**Description of the task**
Across these entries, report how many lines include the string "each", with nothing but the number.

**Source records**
= = =
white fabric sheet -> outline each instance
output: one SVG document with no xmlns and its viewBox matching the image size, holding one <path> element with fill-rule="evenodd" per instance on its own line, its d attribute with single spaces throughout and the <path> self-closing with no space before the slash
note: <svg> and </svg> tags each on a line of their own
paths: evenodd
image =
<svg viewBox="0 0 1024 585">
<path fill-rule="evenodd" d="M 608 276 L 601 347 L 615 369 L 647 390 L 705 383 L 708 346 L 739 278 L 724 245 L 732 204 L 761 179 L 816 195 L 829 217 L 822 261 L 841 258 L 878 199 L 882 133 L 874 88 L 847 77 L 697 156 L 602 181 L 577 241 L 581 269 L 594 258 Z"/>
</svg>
= = =
**Expected answer**
2